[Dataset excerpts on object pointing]
········

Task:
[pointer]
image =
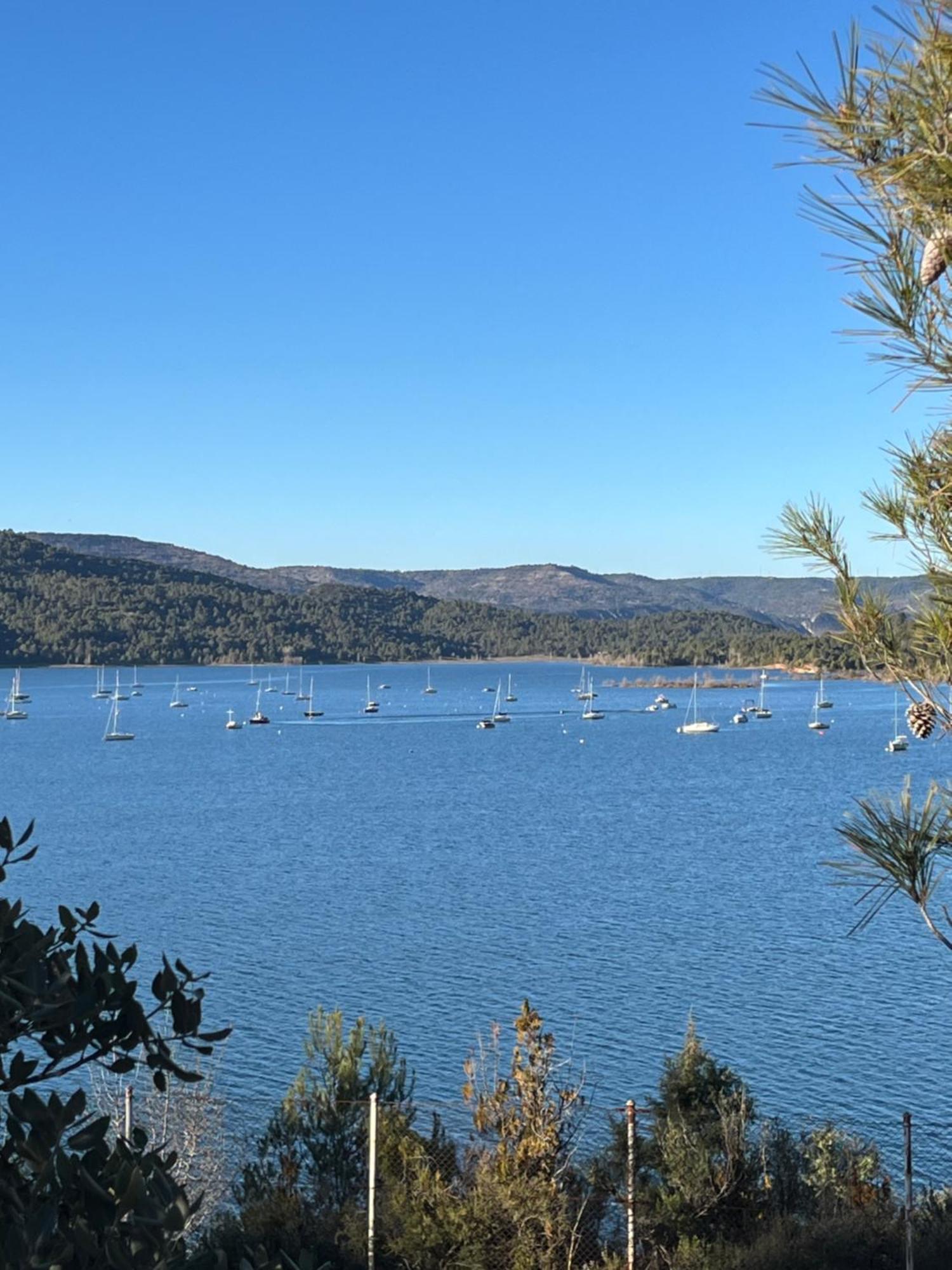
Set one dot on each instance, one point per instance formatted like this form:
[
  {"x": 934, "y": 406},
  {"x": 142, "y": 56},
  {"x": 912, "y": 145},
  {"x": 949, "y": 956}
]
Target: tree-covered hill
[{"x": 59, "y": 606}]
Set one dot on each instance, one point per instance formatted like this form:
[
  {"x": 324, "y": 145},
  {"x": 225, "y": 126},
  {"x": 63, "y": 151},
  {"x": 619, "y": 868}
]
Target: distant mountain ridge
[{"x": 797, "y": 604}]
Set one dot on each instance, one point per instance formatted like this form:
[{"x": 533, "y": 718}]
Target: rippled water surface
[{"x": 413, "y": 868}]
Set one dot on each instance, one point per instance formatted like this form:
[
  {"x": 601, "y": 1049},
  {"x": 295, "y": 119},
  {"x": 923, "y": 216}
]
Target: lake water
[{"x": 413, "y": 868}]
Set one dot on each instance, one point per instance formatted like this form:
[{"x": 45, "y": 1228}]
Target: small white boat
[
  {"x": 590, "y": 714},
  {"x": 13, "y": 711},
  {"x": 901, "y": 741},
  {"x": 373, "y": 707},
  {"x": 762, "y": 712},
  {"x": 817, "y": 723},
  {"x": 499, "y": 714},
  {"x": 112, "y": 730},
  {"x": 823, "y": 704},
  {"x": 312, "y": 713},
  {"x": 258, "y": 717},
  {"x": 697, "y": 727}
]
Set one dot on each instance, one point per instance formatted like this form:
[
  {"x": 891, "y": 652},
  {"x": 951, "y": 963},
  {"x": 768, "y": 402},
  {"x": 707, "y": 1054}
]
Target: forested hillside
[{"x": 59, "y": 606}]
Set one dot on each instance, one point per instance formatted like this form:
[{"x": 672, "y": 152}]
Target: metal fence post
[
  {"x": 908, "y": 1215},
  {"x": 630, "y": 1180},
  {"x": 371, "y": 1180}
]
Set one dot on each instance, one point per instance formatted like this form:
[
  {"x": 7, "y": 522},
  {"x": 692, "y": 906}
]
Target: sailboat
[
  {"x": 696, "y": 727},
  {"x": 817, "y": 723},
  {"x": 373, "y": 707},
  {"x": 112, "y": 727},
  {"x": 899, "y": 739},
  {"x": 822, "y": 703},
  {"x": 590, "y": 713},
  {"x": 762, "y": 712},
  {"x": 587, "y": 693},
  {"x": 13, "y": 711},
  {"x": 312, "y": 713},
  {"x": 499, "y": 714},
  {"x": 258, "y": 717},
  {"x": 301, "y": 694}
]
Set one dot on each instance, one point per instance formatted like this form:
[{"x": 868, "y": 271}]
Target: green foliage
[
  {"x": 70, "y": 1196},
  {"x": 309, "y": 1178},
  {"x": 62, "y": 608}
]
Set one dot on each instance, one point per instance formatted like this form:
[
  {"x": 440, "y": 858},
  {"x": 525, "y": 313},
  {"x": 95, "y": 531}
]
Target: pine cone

········

§ What is expected
Without including any picture, retype the entries exactly.

§ Full response
Task:
[pointer]
image =
Set one dot on each instance, one point per instance formatted like this form:
[
  {"x": 934, "y": 406},
  {"x": 142, "y": 56},
  {"x": 912, "y": 145},
  {"x": 949, "y": 956}
]
Target: tree-covered hill
[{"x": 59, "y": 606}]
Set one dot on each instance, one point per instance formatted like this form:
[
  {"x": 324, "y": 145},
  {"x": 225, "y": 126},
  {"x": 63, "y": 151},
  {"x": 619, "y": 868}
]
Target: distant mountain ridge
[{"x": 797, "y": 604}]
Set one dot on each instance, one point per instance formatted like this form:
[{"x": 533, "y": 718}]
Target: rippled water surface
[{"x": 413, "y": 868}]
Set one dot on each instance, one point per instance formatted like this form:
[
  {"x": 601, "y": 1049},
  {"x": 295, "y": 119},
  {"x": 923, "y": 216}
]
Target: lake water
[{"x": 413, "y": 868}]
Set one dot on each instance, one point per instance formatted like this form:
[{"x": 45, "y": 1228}]
Target: small white boat
[
  {"x": 590, "y": 714},
  {"x": 13, "y": 711},
  {"x": 901, "y": 741},
  {"x": 373, "y": 707},
  {"x": 762, "y": 712},
  {"x": 817, "y": 723},
  {"x": 499, "y": 714},
  {"x": 112, "y": 730},
  {"x": 823, "y": 704},
  {"x": 312, "y": 713},
  {"x": 258, "y": 717},
  {"x": 697, "y": 727}
]
Set one dot on each instance, one point per instance formatted like this form:
[
  {"x": 891, "y": 652},
  {"x": 951, "y": 963},
  {"x": 768, "y": 402},
  {"x": 707, "y": 1054}
]
Target: forested hillside
[{"x": 59, "y": 606}]
Set one dot on each instance, one point per instance formatted like this form:
[{"x": 672, "y": 152}]
Target: metal fence post
[
  {"x": 908, "y": 1215},
  {"x": 630, "y": 1180},
  {"x": 371, "y": 1180}
]
Set one dot on each instance, one point per instance formatted like this form:
[
  {"x": 7, "y": 522},
  {"x": 692, "y": 906}
]
Target: sailboat
[
  {"x": 696, "y": 727},
  {"x": 817, "y": 723},
  {"x": 373, "y": 707},
  {"x": 112, "y": 727},
  {"x": 899, "y": 739},
  {"x": 822, "y": 703},
  {"x": 590, "y": 713},
  {"x": 762, "y": 712},
  {"x": 587, "y": 693},
  {"x": 13, "y": 711},
  {"x": 312, "y": 713},
  {"x": 499, "y": 714},
  {"x": 258, "y": 717},
  {"x": 301, "y": 694}
]
Set one dot on each instance, one point per instance formatted like this form:
[{"x": 868, "y": 271}]
Target: green foliage
[
  {"x": 70, "y": 1196},
  {"x": 309, "y": 1178},
  {"x": 62, "y": 608}
]
Set one dot on each instance, one point per instance formatted like this form:
[
  {"x": 440, "y": 858},
  {"x": 525, "y": 313},
  {"x": 95, "y": 531}
]
Target: pine cone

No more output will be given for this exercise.